• [What you will do] Write out every entry exactly as given, but omit the pictures.

(Records)
========================================
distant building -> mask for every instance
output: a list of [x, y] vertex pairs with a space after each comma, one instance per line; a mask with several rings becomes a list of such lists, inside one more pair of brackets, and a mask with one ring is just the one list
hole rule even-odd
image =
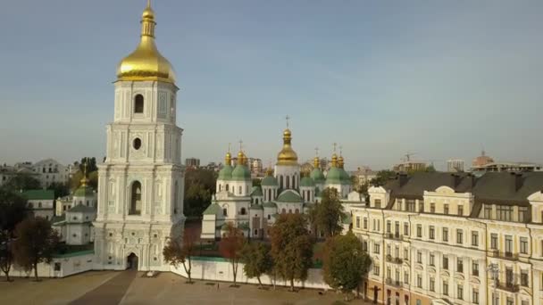
[[54, 192], [52, 190], [27, 190], [22, 192], [27, 200], [27, 209], [35, 217], [41, 217], [47, 220], [54, 215]]
[[399, 164], [396, 164], [392, 169], [397, 172], [401, 171], [414, 171], [414, 170], [424, 170], [428, 167], [428, 164], [421, 161], [407, 161]]
[[464, 171], [464, 160], [461, 159], [449, 159], [447, 161], [447, 171], [463, 172]]
[[185, 159], [185, 166], [188, 168], [199, 168], [200, 167], [200, 159], [197, 158], [187, 158]]
[[482, 152], [480, 152], [480, 155], [479, 157], [473, 159], [473, 161], [472, 162], [472, 167], [478, 168], [492, 162], [494, 162], [494, 159], [489, 157], [483, 150]]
========================================
• [Exercise response]
distant building -> mask for every instance
output: a list of [x, y] vertex pairs with a space after each comma, one instance per line; a mask with several rings becomes a list of such lists, inside one more pair of brackets, and a mask with one ring is just the one list
hole rule even-odd
image =
[[54, 192], [52, 190], [27, 190], [22, 192], [27, 200], [27, 209], [35, 217], [41, 217], [47, 220], [54, 215]]
[[399, 164], [396, 164], [392, 169], [397, 172], [401, 171], [414, 171], [414, 170], [424, 170], [428, 167], [428, 164], [421, 161], [407, 161]]
[[464, 171], [464, 160], [461, 159], [449, 159], [447, 161], [447, 171], [463, 172]]
[[185, 159], [185, 166], [188, 168], [199, 168], [200, 167], [200, 159], [197, 158], [187, 158]]
[[482, 152], [480, 152], [480, 155], [479, 157], [473, 159], [473, 161], [472, 162], [472, 167], [478, 168], [492, 162], [494, 162], [494, 159], [489, 157], [483, 150]]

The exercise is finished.